TASK INSTRUCTIONS
Write each line exactly as it stands, from the line containing "Query: white porch column" through the end of the data.

——

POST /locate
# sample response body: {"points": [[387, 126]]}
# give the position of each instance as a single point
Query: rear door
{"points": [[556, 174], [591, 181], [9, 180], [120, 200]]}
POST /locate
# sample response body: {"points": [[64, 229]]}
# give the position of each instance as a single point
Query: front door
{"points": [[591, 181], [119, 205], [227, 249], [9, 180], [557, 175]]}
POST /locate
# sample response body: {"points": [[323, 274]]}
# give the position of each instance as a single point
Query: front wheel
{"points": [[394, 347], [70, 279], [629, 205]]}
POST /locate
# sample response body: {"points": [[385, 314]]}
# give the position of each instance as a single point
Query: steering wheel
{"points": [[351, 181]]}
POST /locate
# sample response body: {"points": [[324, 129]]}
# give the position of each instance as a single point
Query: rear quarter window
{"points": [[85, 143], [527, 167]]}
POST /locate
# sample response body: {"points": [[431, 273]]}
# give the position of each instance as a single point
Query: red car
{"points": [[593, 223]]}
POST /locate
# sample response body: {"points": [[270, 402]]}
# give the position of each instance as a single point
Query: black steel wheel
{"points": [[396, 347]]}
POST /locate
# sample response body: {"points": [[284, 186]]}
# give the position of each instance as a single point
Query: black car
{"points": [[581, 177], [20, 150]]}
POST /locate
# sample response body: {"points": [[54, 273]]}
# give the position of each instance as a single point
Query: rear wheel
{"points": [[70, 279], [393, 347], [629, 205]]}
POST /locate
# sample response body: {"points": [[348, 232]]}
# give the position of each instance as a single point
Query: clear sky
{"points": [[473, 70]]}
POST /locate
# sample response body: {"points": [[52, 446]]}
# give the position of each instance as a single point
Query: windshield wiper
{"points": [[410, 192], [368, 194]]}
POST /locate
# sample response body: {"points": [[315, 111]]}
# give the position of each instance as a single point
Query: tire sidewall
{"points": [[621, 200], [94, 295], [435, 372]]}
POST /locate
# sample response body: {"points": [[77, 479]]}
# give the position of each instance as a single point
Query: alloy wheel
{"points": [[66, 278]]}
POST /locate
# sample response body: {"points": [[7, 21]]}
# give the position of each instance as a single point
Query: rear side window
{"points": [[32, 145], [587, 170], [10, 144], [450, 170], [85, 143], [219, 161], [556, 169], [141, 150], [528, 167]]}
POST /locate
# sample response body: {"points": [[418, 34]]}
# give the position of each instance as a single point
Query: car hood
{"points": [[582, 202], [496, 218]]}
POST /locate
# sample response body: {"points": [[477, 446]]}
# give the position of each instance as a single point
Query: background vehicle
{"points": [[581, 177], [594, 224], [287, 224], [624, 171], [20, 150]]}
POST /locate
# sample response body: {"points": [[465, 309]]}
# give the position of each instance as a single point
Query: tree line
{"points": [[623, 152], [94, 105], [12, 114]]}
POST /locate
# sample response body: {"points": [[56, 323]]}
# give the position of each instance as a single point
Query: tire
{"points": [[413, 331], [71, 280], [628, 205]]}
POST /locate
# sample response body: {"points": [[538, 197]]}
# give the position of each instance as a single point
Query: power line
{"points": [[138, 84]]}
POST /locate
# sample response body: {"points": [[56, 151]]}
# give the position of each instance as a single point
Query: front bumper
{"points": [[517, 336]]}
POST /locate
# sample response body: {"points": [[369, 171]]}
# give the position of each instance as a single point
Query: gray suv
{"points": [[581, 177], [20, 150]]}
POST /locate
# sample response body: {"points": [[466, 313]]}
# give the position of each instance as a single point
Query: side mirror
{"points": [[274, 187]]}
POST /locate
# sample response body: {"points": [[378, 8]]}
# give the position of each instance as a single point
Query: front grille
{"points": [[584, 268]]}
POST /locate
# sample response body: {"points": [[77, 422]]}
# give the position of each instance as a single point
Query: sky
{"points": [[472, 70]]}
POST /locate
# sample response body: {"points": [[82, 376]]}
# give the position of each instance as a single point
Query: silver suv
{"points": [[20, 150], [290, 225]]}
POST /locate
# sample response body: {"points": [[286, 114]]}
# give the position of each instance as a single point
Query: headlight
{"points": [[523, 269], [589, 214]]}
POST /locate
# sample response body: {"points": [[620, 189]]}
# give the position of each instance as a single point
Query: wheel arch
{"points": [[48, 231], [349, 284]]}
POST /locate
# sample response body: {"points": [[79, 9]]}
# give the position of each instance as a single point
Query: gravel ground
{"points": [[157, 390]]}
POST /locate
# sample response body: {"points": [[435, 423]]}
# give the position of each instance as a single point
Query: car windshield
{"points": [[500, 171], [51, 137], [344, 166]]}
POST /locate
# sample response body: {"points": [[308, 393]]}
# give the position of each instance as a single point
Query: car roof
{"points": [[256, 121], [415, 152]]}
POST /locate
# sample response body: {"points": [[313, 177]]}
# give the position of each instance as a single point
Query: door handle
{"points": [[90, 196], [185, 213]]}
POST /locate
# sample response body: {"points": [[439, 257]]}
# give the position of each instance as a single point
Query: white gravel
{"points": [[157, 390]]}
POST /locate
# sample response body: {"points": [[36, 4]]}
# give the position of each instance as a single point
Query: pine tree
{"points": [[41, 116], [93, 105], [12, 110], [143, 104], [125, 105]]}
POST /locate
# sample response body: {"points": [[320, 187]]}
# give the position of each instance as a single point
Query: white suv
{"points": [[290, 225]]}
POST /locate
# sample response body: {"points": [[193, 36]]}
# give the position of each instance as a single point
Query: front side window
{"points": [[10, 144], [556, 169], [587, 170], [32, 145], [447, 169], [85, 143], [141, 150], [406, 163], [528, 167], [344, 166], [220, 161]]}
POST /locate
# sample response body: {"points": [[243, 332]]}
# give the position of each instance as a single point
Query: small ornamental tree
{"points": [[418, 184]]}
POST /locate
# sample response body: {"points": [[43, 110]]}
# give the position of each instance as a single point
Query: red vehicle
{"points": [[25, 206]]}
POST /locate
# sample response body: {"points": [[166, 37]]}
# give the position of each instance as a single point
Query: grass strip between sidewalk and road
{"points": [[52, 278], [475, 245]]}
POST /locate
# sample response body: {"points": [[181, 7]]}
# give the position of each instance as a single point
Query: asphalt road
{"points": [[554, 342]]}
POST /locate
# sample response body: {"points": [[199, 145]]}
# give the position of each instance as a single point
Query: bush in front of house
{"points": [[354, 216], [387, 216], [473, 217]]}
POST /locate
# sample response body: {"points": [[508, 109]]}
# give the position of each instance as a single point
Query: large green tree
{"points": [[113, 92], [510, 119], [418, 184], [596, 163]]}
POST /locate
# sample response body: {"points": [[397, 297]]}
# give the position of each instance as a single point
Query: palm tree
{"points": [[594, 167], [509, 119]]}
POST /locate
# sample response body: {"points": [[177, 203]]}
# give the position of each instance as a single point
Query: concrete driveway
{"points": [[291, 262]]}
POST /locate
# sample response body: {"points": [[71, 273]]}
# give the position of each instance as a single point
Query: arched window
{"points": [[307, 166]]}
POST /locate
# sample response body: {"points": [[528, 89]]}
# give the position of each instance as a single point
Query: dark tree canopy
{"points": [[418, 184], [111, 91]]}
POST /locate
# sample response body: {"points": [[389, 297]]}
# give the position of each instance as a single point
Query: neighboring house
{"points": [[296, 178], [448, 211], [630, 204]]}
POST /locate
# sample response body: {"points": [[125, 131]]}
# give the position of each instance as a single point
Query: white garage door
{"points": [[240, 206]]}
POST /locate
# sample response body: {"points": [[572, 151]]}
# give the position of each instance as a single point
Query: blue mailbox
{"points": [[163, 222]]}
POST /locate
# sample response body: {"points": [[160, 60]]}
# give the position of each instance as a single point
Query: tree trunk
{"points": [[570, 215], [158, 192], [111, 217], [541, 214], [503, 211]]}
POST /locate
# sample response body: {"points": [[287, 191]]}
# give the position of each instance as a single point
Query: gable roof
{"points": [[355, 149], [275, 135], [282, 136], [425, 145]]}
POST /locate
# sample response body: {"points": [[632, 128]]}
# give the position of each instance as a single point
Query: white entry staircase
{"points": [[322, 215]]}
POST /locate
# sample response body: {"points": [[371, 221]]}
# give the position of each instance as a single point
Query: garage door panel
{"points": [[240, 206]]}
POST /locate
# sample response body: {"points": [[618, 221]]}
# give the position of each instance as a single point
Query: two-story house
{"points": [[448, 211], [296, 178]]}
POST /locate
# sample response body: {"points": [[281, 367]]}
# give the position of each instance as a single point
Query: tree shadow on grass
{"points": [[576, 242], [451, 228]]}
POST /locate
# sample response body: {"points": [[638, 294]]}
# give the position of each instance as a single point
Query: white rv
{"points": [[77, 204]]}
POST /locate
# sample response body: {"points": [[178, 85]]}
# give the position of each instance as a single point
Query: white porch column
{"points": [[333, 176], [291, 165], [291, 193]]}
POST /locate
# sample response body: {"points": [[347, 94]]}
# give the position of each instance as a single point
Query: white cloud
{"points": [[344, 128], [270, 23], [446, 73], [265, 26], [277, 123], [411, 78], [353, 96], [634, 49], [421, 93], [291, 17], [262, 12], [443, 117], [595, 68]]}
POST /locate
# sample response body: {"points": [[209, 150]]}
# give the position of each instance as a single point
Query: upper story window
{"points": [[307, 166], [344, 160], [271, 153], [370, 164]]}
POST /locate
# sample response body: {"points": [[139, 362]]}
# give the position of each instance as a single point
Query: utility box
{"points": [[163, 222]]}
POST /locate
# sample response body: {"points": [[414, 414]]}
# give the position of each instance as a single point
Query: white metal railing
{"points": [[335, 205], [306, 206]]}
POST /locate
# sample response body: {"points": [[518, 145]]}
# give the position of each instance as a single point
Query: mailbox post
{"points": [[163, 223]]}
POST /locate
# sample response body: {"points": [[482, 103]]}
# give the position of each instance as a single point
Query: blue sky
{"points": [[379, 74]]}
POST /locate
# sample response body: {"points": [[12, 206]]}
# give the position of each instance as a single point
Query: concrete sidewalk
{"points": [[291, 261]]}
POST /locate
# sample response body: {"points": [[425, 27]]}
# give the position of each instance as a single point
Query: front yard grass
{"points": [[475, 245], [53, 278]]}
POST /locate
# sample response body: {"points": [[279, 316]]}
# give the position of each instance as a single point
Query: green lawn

——

YOUR SOLUTION
Query: white porch column
{"points": [[333, 176], [291, 165], [291, 193]]}
POST /locate
# sample response body: {"points": [[347, 94]]}
# give the position of each instance as a single point
Query: white cloud
{"points": [[344, 128], [270, 23], [446, 73], [265, 26], [277, 123], [411, 78], [353, 96], [634, 49], [421, 93], [291, 17], [262, 12], [443, 117], [595, 68]]}
POST /locate
# sample response body: {"points": [[209, 150]]}
# give the position of each instance as a single point
Query: upper story window
{"points": [[307, 166], [344, 160], [271, 153], [370, 164]]}
POST /locate
# sample response body: {"points": [[139, 362]]}
# give the position of each instance as a single point
Query: utility box
{"points": [[163, 222]]}
POST /locate
# sample response body: {"points": [[414, 414]]}
# give the position of each instance as a single point
Query: white metal railing
{"points": [[335, 205], [306, 206]]}
POST /locate
# sample response body: {"points": [[518, 145]]}
# give the position of each instance as a single point
Query: mailbox post
{"points": [[163, 223]]}
POST /locate
# sample response body: {"points": [[482, 103]]}
# give the position of each instance as a single point
Query: blue sky
{"points": [[379, 74]]}
POST /locate
# sample response body: {"points": [[12, 206]]}
# give the position of each instance as a single point
Query: concrete sidewalk
{"points": [[291, 261]]}
POST /locate
# sample response body: {"points": [[425, 27]]}
# give the position of each instance as a single point
Query: front yard grass
{"points": [[475, 245], [53, 278]]}
POST /locate
# sample response body: {"points": [[279, 316]]}
# give the position of each instance as a single point
Query: green lawn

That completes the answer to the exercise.